* _GIVEN TASK_
Write out all of the data below verbatim, omitting the pictures.
— Start of DATA FOR THIS EXERCISE —
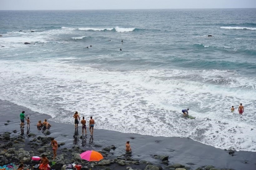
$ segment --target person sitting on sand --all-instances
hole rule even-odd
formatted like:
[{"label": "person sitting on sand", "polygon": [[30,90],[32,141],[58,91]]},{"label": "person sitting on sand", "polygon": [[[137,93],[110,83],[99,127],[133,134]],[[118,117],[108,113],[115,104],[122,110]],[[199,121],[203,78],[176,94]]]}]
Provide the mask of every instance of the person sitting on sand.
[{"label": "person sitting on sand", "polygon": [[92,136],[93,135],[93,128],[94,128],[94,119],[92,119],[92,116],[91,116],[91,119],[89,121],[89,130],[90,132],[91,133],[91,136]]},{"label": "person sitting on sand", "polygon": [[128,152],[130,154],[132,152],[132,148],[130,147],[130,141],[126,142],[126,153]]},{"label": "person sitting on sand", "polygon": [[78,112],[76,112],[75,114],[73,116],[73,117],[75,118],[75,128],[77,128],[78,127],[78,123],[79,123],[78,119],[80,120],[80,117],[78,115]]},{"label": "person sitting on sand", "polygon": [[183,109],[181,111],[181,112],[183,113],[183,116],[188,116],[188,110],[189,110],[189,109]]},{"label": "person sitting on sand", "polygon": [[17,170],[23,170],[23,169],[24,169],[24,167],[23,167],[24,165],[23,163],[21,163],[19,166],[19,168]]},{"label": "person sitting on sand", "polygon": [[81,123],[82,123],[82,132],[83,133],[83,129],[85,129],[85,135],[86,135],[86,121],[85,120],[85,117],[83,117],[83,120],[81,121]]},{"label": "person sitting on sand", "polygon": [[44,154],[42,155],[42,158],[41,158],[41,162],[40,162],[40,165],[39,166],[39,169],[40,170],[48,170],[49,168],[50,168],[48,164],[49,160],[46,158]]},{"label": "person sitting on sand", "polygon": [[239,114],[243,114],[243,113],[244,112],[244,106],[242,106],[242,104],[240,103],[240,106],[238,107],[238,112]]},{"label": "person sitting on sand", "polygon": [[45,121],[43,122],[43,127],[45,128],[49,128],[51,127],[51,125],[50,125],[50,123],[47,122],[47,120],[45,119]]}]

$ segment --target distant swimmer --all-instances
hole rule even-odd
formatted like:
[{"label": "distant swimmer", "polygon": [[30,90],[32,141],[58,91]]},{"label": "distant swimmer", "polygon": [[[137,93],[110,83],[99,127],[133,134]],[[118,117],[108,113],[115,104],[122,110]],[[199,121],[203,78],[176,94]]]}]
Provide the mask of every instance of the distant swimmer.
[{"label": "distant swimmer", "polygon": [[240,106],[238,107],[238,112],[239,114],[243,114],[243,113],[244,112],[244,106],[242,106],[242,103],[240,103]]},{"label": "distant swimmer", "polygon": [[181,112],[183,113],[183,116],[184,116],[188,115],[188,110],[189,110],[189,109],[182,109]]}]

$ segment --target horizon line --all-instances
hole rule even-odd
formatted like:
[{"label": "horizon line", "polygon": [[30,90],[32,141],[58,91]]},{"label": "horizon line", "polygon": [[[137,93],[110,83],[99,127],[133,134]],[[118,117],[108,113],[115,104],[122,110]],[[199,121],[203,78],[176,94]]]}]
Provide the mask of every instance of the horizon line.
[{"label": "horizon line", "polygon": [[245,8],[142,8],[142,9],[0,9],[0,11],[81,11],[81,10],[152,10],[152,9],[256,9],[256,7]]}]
— End of DATA FOR THIS EXERCISE —
* _SOLVED EXERCISE_
$ segment --target person sitting on sand --all-instances
hole rule even-odd
formatted like:
[{"label": "person sitting on sand", "polygon": [[30,90],[32,141],[58,91]]},{"label": "person sitting on sand", "polygon": [[[137,93],[110,83],[99,127],[133,134]],[[118,117],[108,113],[115,104],[122,110]],[[199,121],[203,78],[176,94]]]}]
Provide the mask of every instance of the person sitting on sand.
[{"label": "person sitting on sand", "polygon": [[92,136],[93,135],[93,128],[94,128],[94,119],[92,119],[92,116],[91,116],[91,119],[89,121],[89,130],[90,132],[91,133],[91,136]]},{"label": "person sitting on sand", "polygon": [[128,152],[130,154],[132,152],[132,148],[130,147],[130,141],[126,142],[126,153]]},{"label": "person sitting on sand", "polygon": [[78,112],[76,112],[75,114],[73,116],[73,117],[75,118],[75,128],[77,128],[78,127],[78,123],[79,123],[78,119],[80,120],[80,117],[78,115]]},{"label": "person sitting on sand", "polygon": [[183,109],[181,111],[181,112],[183,113],[183,116],[188,116],[188,110],[189,110],[189,109]]},{"label": "person sitting on sand", "polygon": [[17,170],[23,170],[23,169],[24,169],[24,167],[23,167],[24,165],[23,163],[21,163],[19,166],[19,168]]},{"label": "person sitting on sand", "polygon": [[81,123],[82,123],[82,132],[83,133],[83,129],[85,129],[85,135],[86,135],[86,121],[85,120],[85,117],[83,117],[83,120],[81,121]]},{"label": "person sitting on sand", "polygon": [[44,154],[42,155],[42,158],[41,158],[41,162],[40,162],[40,165],[39,166],[39,169],[40,170],[48,170],[49,168],[50,168],[48,164],[49,160],[46,158]]},{"label": "person sitting on sand", "polygon": [[239,114],[243,114],[243,113],[244,112],[244,106],[242,106],[242,104],[240,103],[240,106],[238,107],[238,112]]},{"label": "person sitting on sand", "polygon": [[45,121],[43,122],[43,127],[45,128],[49,128],[51,127],[51,125],[50,125],[50,123],[47,122],[47,120],[45,119]]}]

$ segment --target distant swimmer --all-instances
hole rule even-odd
formatted like:
[{"label": "distant swimmer", "polygon": [[30,90],[32,141],[58,91]]},{"label": "distant swimmer", "polygon": [[[137,93],[110,83],[99,127],[133,134]],[[118,117],[108,113],[115,104],[122,110]],[[199,121],[203,78],[176,94]]]}]
Provide the mask of every instance of the distant swimmer.
[{"label": "distant swimmer", "polygon": [[240,106],[238,107],[238,112],[239,114],[243,114],[243,113],[244,112],[244,106],[242,106],[242,103],[240,103]]},{"label": "distant swimmer", "polygon": [[181,112],[183,113],[183,116],[184,116],[188,115],[188,110],[189,110],[189,109],[182,109]]}]

$ segment --target horizon line --all-instances
hole rule even-odd
formatted like:
[{"label": "horizon line", "polygon": [[30,90],[32,141],[58,91]]},{"label": "horizon line", "polygon": [[[137,93],[110,83],[99,127],[133,134]],[[118,117],[108,113],[115,104],[122,110]],[[199,121],[203,78],[176,94]]]}]
Provide the mask of every instance of the horizon line.
[{"label": "horizon line", "polygon": [[245,8],[142,8],[142,9],[0,9],[0,11],[81,11],[81,10],[152,10],[152,9],[256,9],[256,7]]}]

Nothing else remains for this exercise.